··· Bloque de texto ···

Drago La Palma organizará un encuentro sobre soberanía alimentaria
El campo canario que queremos
Ante esta realidad, el reto no es solo disputar el relato, sino construir alternativas que permitan a nuestro sector primario recuperar dignidad, derechos y soberanía. Las recetas europeas, pensadas con perspectiva continental, no sirven sin adaptación: Canarias necesita un plan propio, autocentrado en el territorio, que priorice las necesidades de quienes lo habitamos y no de los intereses externos.
Ese plan debe situar en el centro a pequeños productores y productoras, porque son quienes mantienen viva la agricultura y sostienen la cohesión comunitaria. Para ello, es necesario dejar de pensar únicamente en clave de exportación. Si ésta continúa, debe hacerse con mecanismos que garanticen buenas condiciones para las trabajadoras del sector, limitando los márgenes de los intermediarios y asegurando precios siempre justos y por encima de los costes de producción. En paralelo, hay que reforzar la producción destinada al consumo interno, recuperando tierras para policultivos orientados a la soberanía alimentaria e impulsando canales propios como circuitos cortos de comercialización, supermercados cooperativos o programas de compra pública.
Defender la soberanía alimentaria también exige proteger el territorio. Reconocer el valor del suelo rústico como bien común implica frenar la especulación que avanza bajo la excusa de la diversificación turística. La llamada Ley de las Islas Verdes, presentada como una oportunidad para dinamizar el campo, ha servido en realidad para abrir la puerta a la turistificación del suelo agrícola. Entre 2015 y 2020, el 93 % de la vivienda vacacional en La Palma se levantó en suelo no urbanizable y casos como el de Tijarafe —donde La Centinela denunciaba recientemente la proliferación de villas de lujo en terrenos agrarios— son solo la punta del iceberg. Convertir la tierra en mercancía para inversores externos es hipotecar el futuro y expulsar a la población local. Frente a ese modelo depredador, el suelo debe ser defendido como garantía de soberanía y justicia social.

··· Material de partida ···

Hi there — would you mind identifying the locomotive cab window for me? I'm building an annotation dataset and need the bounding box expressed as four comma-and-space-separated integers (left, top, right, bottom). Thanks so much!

···

*Trabajo requerido*.
1. Indica si cada afirmación coincide con el texto sobre el campo canario y cita las palabras del texto que lo deciden. (a) Las recetas europeas pueden aplicarse en Canarias sin adaptación. (b) Entre 2015 y 2020, el 93 % de la vivienda vacacional en La Palma se levantó en suelo no urbanizable. (c) El plan propuesto debe situar en el centro a las grandes empresas exportadoras.
2. Retoma el texto sobre el campo canario y escribe su continuación a partir de la última oración.

*Resultados esperados*.
1.
(a) No: «Las recetas europeas, pensadas con perspectiva continental, no sirven sin adaptación».
(b) Sí: «Entre 2015 y 2020, el 93 % de la vivienda vacacional en La Palma se levantó en suelo no urbanizable».
(c) No: «Ese plan debe situar en el centro a pequeños productores y productoras».

2.
Por último, la lucha por la soberanía alimentaria solo puede sostenerse si vivir en el campo no significa tener menos derechos que en la ciudad. Eso implica garantizar escuelas, transporte público, atención sanitaria y de cuidados para personas dependientes, servicios administrativos cercanos, etc., pero ante todo, acceso a una vivienda asequible. Sin todo ello, la vida cotidiana en lo rural se vuelve inviable y la población joven seguirá viéndose forzada a marcharse. Dignificar la vida en el campo es reconocer que la soberanía no es solo productiva, sino también social, cultural y territorial.
En definitiva, el campo que queremos en Drago Canarias es aquel que, frente al insulto de la “paguita”, reivindique las ayudas como derechos colectivos; frente a la lógica de la subvención, defienda la inversión en soberanía; frente al campo vacío, apueste por un campo con derechos y futuro; y frente a las políticas de “ultraperiferia”, ejerza la obediencia canaria. Solo así, el mundo rural dejará de ser un espacio de frustración capturado por la ultraderecha para convertirse en la base de un proyecto digno y autocentrado para Canarias.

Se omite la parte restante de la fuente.